Copy every line from the one containing "I'd appreciate your help finding the drummer" through the last line of the records below, both included, and nothing else.
- - - - - - -
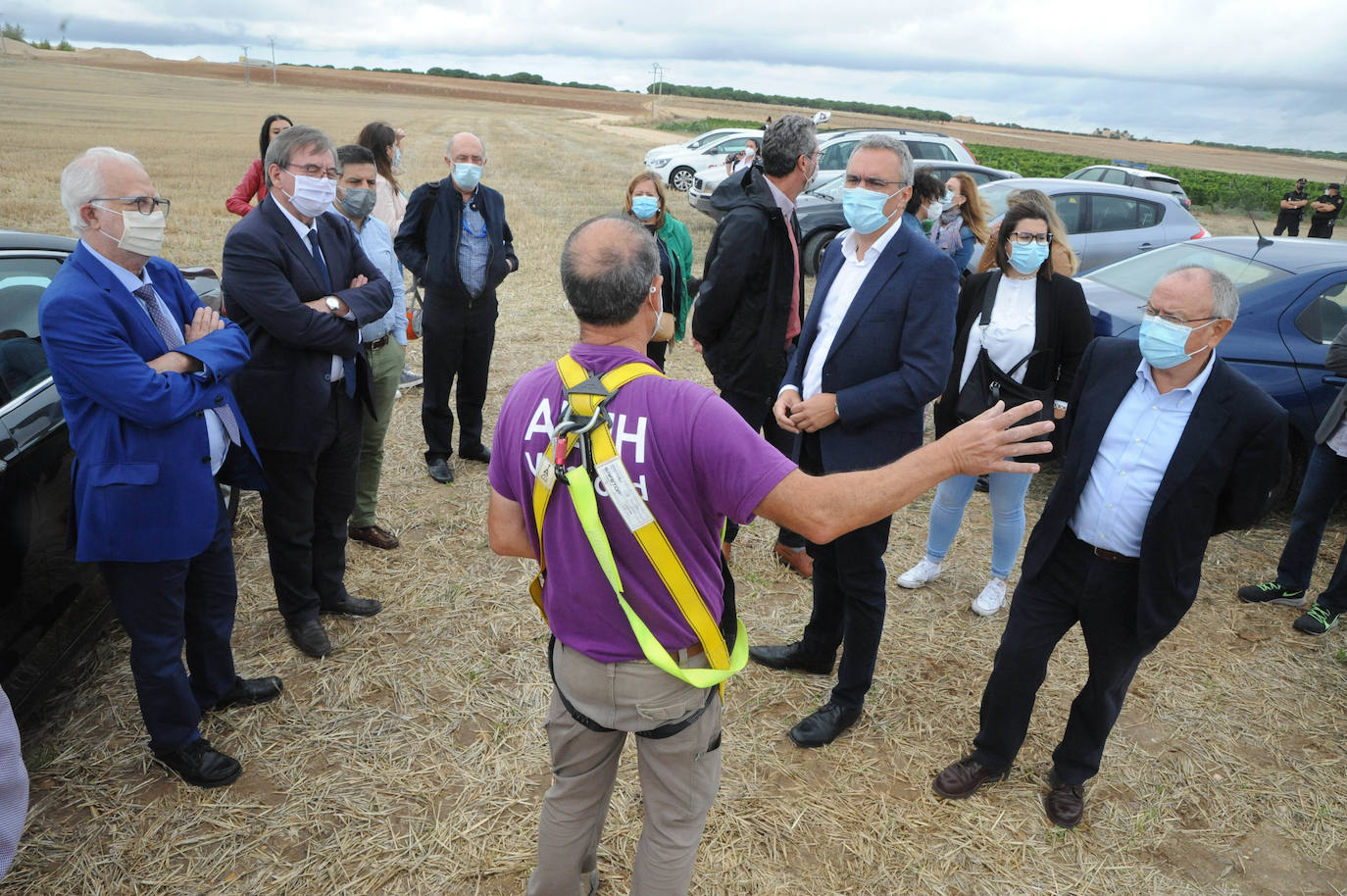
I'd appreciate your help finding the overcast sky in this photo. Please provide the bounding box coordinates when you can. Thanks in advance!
[10,0,1347,151]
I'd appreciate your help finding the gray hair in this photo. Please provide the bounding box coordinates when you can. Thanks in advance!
[262,124,337,187]
[761,115,819,177]
[61,147,145,237]
[853,133,912,187]
[562,216,660,326]
[1166,264,1239,321]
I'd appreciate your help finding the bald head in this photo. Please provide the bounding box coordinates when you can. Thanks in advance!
[562,217,660,326]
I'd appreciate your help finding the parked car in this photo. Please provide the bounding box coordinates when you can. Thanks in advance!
[969,177,1210,273]
[1067,165,1192,209]
[786,162,1020,274]
[645,130,763,191]
[1080,237,1347,503]
[0,230,227,719]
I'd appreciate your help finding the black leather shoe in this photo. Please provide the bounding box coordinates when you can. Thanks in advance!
[318,594,384,616]
[458,445,492,464]
[930,756,1009,799]
[749,641,834,675]
[1042,770,1085,828]
[214,675,285,710]
[791,701,861,746]
[285,620,332,659]
[425,457,454,485]
[155,738,242,787]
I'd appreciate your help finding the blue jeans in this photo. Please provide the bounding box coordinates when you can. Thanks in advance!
[926,473,1028,579]
[1277,445,1347,613]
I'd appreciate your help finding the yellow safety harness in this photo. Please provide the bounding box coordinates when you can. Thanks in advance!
[528,354,749,695]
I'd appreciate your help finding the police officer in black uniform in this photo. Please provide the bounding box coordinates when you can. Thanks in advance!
[1272,177,1310,236]
[1310,183,1343,240]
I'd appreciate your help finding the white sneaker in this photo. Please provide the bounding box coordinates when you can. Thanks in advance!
[898,557,940,587]
[973,578,1006,616]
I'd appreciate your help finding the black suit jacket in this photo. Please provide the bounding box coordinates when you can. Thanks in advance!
[224,194,393,451]
[1023,337,1288,645]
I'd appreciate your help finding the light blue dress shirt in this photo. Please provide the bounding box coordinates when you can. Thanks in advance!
[1071,360,1213,557]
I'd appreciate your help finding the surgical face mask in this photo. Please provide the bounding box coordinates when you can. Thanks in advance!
[337,187,374,221]
[94,205,169,256]
[454,162,482,190]
[1137,314,1215,371]
[631,195,660,221]
[285,174,337,219]
[842,187,897,233]
[1011,242,1048,274]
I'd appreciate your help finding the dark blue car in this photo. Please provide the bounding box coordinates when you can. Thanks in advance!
[1080,237,1347,499]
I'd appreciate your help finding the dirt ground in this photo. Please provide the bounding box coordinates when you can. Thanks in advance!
[0,54,1347,896]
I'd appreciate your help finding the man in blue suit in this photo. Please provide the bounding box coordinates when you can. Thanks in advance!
[224,125,393,658]
[749,134,959,746]
[37,147,281,787]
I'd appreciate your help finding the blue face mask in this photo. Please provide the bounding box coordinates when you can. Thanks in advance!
[842,187,897,233]
[1137,314,1215,371]
[631,195,660,221]
[1011,242,1048,274]
[454,162,482,190]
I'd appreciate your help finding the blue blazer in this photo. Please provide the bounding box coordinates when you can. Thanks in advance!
[224,194,393,451]
[37,242,264,564]
[1020,337,1288,645]
[782,220,959,473]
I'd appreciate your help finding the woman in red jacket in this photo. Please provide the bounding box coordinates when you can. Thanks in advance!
[224,115,294,217]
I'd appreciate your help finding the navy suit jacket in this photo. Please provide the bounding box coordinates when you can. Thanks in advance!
[37,242,264,564]
[224,194,393,451]
[1021,337,1288,645]
[782,223,959,473]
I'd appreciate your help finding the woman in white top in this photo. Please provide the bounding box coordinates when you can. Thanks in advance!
[898,202,1094,616]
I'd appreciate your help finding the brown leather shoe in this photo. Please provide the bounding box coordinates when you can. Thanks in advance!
[772,542,814,578]
[346,524,401,551]
[1042,770,1085,828]
[930,756,1009,799]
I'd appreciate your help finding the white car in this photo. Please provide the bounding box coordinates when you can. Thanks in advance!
[645,130,763,191]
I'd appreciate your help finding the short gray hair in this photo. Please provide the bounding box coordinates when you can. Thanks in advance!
[262,124,337,187]
[61,147,145,237]
[761,115,819,177]
[562,216,660,326]
[1166,264,1239,321]
[853,133,914,187]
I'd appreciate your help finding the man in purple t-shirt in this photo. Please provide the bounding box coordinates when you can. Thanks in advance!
[487,219,1051,896]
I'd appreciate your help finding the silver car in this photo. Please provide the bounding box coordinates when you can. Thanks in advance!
[969,177,1211,273]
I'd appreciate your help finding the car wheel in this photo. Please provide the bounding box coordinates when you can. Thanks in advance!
[670,169,696,193]
[800,230,838,276]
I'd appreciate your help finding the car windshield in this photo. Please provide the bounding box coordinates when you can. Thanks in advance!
[1090,242,1292,299]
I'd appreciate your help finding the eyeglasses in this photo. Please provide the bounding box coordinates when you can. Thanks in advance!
[842,174,908,191]
[1137,302,1221,326]
[285,163,341,180]
[89,195,170,217]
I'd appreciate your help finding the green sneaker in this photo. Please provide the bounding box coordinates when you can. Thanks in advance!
[1292,604,1342,634]
[1238,579,1310,606]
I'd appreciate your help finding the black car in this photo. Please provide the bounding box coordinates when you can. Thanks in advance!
[795,159,1020,274]
[0,230,227,719]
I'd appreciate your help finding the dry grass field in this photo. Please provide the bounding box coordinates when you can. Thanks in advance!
[0,54,1347,896]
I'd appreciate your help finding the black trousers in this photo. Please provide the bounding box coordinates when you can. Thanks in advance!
[98,484,240,753]
[800,434,893,709]
[422,290,498,462]
[973,528,1156,784]
[257,388,364,625]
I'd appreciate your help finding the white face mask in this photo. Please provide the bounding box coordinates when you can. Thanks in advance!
[94,205,169,258]
[285,174,337,219]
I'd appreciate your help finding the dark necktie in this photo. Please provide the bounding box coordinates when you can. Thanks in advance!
[133,283,242,445]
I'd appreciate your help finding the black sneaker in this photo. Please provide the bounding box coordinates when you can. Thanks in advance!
[1238,579,1310,606]
[1292,604,1342,634]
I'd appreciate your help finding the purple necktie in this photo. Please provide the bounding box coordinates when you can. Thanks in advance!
[133,283,242,445]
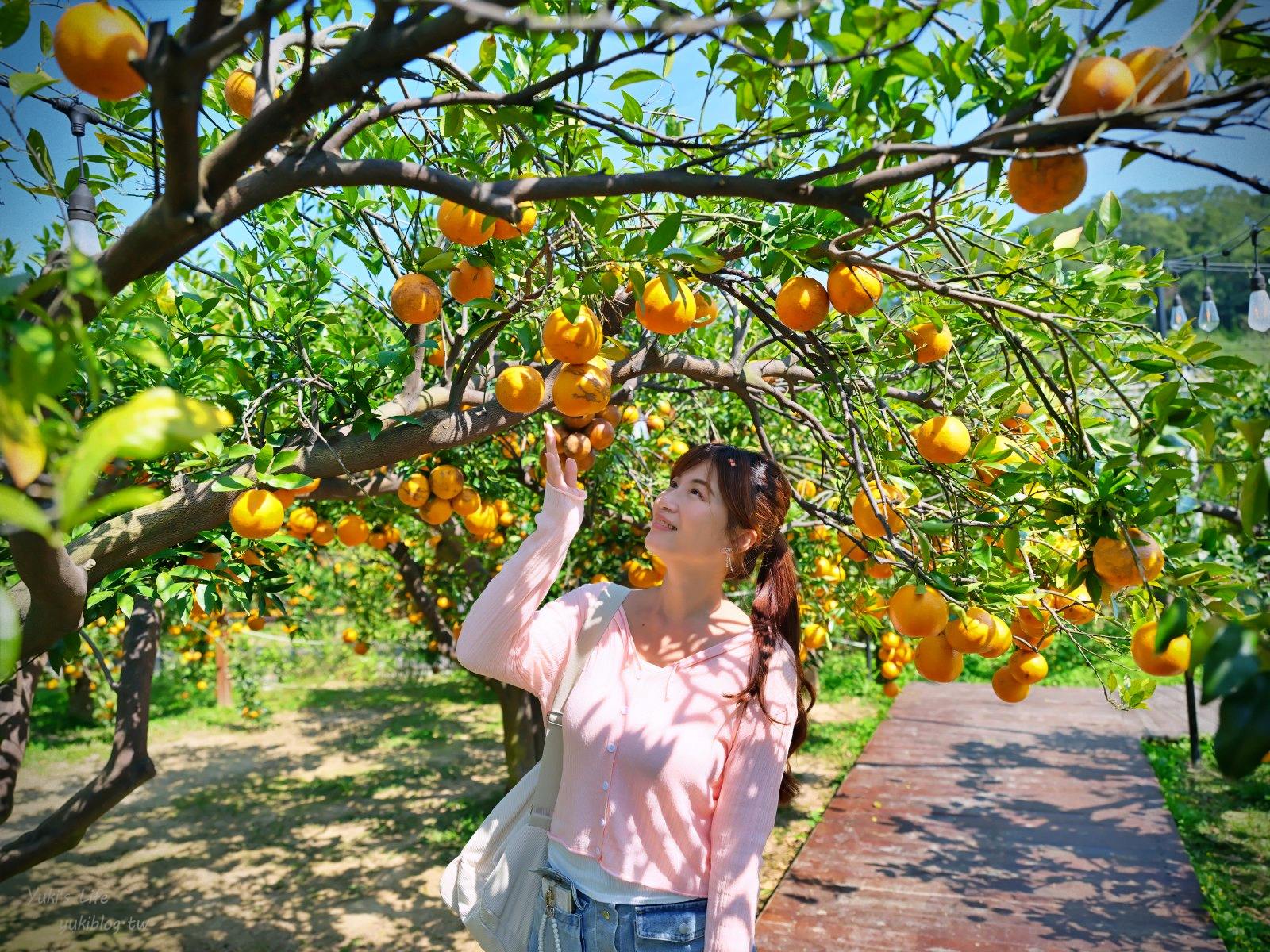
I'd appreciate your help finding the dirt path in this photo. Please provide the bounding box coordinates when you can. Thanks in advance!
[0,688,862,952]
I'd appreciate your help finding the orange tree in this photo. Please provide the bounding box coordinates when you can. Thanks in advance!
[0,0,1270,877]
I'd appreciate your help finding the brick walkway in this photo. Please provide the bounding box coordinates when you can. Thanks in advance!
[757,683,1224,952]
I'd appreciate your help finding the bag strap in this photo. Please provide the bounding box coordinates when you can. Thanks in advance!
[529,582,631,829]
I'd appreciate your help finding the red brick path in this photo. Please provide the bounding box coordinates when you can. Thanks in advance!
[757,683,1224,952]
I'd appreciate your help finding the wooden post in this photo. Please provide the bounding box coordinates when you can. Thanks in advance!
[216,637,233,707]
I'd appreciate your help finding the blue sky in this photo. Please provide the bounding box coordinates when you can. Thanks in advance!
[0,0,1270,271]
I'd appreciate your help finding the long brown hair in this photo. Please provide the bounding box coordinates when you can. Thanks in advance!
[671,443,817,806]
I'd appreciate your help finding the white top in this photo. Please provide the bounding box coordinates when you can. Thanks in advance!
[548,834,694,905]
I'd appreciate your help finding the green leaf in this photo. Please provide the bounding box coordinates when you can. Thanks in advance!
[0,484,53,542]
[1213,671,1270,779]
[9,70,57,99]
[1199,622,1261,704]
[64,486,164,527]
[608,70,662,89]
[1156,598,1187,655]
[1240,459,1270,537]
[0,0,30,48]
[1099,192,1120,231]
[0,589,21,684]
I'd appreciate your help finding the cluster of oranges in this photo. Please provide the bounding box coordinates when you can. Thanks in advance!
[398,463,516,546]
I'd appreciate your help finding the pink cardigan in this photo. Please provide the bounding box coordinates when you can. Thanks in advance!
[456,482,798,952]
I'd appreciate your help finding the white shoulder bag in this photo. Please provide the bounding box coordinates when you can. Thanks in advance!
[441,582,631,952]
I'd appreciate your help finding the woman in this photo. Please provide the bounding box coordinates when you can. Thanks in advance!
[456,425,815,952]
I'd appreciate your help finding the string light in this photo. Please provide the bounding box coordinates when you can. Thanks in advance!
[1249,228,1270,332]
[1195,255,1222,332]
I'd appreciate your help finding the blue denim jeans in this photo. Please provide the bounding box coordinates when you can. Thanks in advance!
[529,861,757,952]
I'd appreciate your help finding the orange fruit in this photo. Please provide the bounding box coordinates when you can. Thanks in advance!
[1120,46,1190,106]
[494,366,548,414]
[1006,151,1090,214]
[335,512,371,546]
[692,290,719,328]
[944,608,997,655]
[1129,622,1190,678]
[389,274,441,324]
[230,489,284,538]
[635,274,697,334]
[287,505,318,536]
[419,493,459,525]
[429,463,464,500]
[851,481,904,538]
[913,635,965,684]
[535,305,605,365]
[551,358,614,416]
[904,321,952,363]
[1094,528,1164,589]
[449,486,481,516]
[437,198,494,248]
[449,262,494,305]
[829,262,883,317]
[225,70,256,119]
[887,585,949,639]
[494,202,538,241]
[776,274,829,332]
[912,416,970,465]
[992,664,1031,704]
[398,472,432,509]
[53,2,148,99]
[1058,56,1138,116]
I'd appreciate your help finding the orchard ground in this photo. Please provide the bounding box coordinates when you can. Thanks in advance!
[0,624,1270,952]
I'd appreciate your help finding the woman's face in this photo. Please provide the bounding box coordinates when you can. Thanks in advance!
[644,461,741,565]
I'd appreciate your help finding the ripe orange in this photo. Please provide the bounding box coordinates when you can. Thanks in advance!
[904,321,952,363]
[437,198,494,248]
[551,358,614,416]
[913,635,965,684]
[335,512,371,546]
[1006,152,1090,214]
[1058,56,1138,116]
[494,202,538,241]
[225,70,256,119]
[449,486,479,516]
[449,262,494,305]
[776,274,829,332]
[992,664,1031,704]
[851,480,904,538]
[1129,622,1190,678]
[635,274,697,334]
[887,585,949,639]
[494,366,546,414]
[1006,649,1049,684]
[944,608,997,655]
[912,416,970,465]
[398,472,432,509]
[542,305,605,363]
[1094,528,1164,589]
[1120,46,1190,106]
[419,493,459,525]
[389,274,441,324]
[429,463,464,500]
[53,2,148,99]
[230,489,284,538]
[829,263,883,317]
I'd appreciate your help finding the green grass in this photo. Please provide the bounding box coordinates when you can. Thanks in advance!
[1141,738,1270,952]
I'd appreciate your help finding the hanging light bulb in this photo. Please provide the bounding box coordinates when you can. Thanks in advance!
[62,103,102,258]
[1249,228,1270,332]
[1195,255,1222,334]
[1168,274,1186,330]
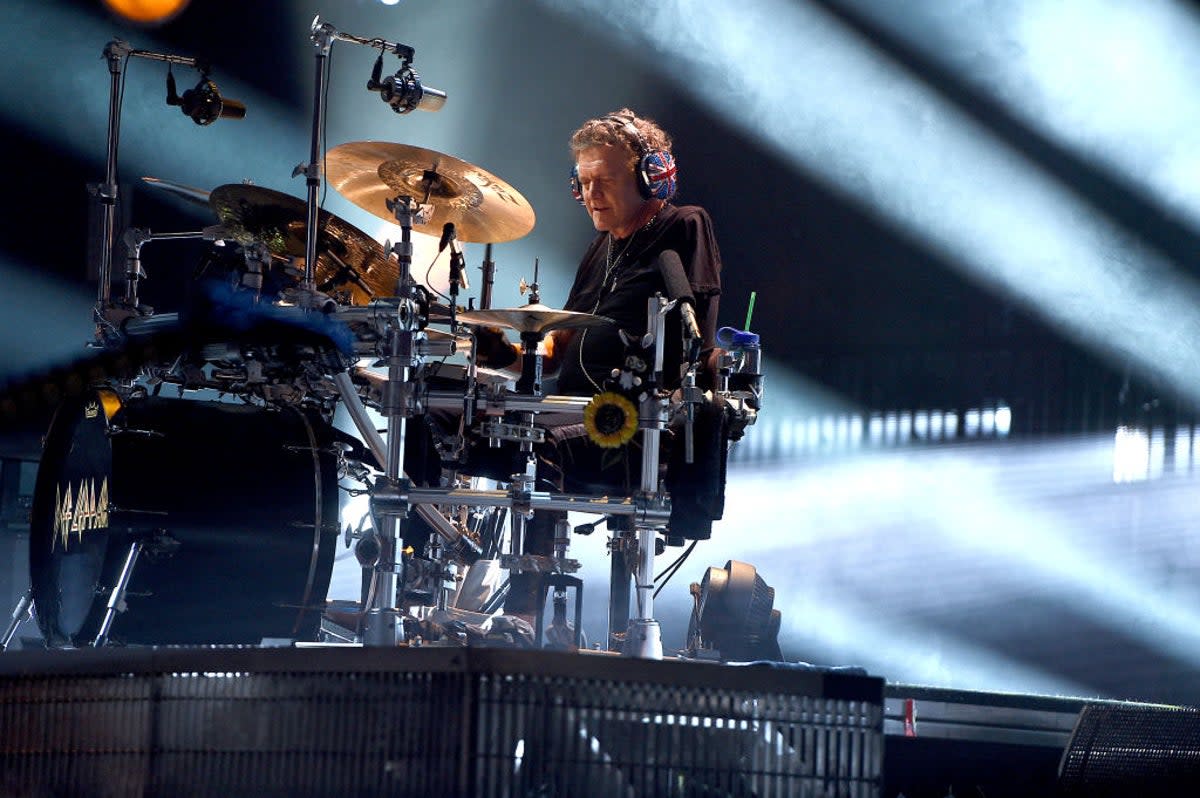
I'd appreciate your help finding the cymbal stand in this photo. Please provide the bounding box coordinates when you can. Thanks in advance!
[302,14,424,302]
[352,196,420,646]
[612,295,676,660]
[91,540,144,648]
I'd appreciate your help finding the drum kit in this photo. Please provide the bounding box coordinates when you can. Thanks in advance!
[0,18,761,658]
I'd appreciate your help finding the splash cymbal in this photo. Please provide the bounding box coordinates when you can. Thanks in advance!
[325,142,535,244]
[209,184,400,305]
[458,305,613,334]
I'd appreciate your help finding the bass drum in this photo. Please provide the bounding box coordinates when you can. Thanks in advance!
[29,390,346,647]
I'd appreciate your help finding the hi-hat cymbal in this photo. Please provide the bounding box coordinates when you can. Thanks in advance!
[325,142,535,244]
[209,184,400,305]
[458,305,613,334]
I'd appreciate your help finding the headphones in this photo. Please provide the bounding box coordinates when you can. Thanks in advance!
[571,114,679,205]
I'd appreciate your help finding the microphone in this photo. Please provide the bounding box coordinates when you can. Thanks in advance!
[367,55,446,114]
[655,250,701,341]
[438,222,457,252]
[167,71,246,125]
[438,222,470,290]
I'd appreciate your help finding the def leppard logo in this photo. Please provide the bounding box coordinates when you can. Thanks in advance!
[50,476,108,551]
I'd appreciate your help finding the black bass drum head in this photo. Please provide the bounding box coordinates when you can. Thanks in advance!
[30,391,346,647]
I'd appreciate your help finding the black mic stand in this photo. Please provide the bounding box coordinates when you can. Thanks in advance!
[88,38,200,346]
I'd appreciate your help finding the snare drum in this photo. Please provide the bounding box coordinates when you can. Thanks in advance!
[30,390,341,647]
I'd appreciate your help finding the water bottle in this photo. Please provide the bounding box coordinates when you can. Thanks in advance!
[716,326,762,406]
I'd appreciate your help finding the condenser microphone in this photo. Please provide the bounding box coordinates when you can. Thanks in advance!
[438,222,456,252]
[655,250,701,341]
[367,55,446,114]
[167,72,246,125]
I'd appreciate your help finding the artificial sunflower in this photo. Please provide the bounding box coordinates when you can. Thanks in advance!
[583,391,637,449]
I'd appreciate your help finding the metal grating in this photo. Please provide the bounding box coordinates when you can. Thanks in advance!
[1058,704,1200,797]
[0,649,883,798]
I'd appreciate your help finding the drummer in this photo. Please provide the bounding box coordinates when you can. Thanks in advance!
[476,108,721,616]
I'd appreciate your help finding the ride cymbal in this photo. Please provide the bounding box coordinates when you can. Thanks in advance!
[209,184,400,305]
[458,305,613,334]
[325,142,535,244]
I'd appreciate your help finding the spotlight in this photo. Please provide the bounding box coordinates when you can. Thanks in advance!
[688,559,784,661]
[104,0,188,25]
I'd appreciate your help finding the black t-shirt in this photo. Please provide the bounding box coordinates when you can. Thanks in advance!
[556,205,721,395]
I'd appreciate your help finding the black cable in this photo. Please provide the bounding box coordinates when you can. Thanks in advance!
[654,541,696,582]
[650,540,700,599]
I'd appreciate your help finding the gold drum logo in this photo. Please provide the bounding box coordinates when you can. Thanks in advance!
[50,476,108,551]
- - - - - - -
= COMPLETE RESPONSE =
I'd appreciate your help finding the drummer in this photo. Please provide the bounding box coordinates when you can. Thanks in advance!
[476,108,721,616]
I'd appreciate your help finding the ride cymbal in this photo. Please provide the bounding box coordinates when you can. Thanks in advance!
[209,184,400,305]
[458,305,613,334]
[325,142,535,244]
I'd appreciate your help finding the spotlight in this photo. Please provide the bounding box coordinates when you can. Thanks in advance!
[688,559,784,661]
[104,0,188,25]
I'd appreciate your help finding the black t-shirt in this photo. Please provide the bounding box coordinates when you can. Thanks in advance!
[556,205,721,395]
I'd appreciate your help finding the black cable in this photo. Please provide the bounding box coordinates when you can. Thanks in advance!
[654,541,696,582]
[650,540,700,599]
I'd appreciate your help finding the gold drum logo in this photo. Please provide the bounding box coordinates when you can. Thanks in advance!
[50,476,108,551]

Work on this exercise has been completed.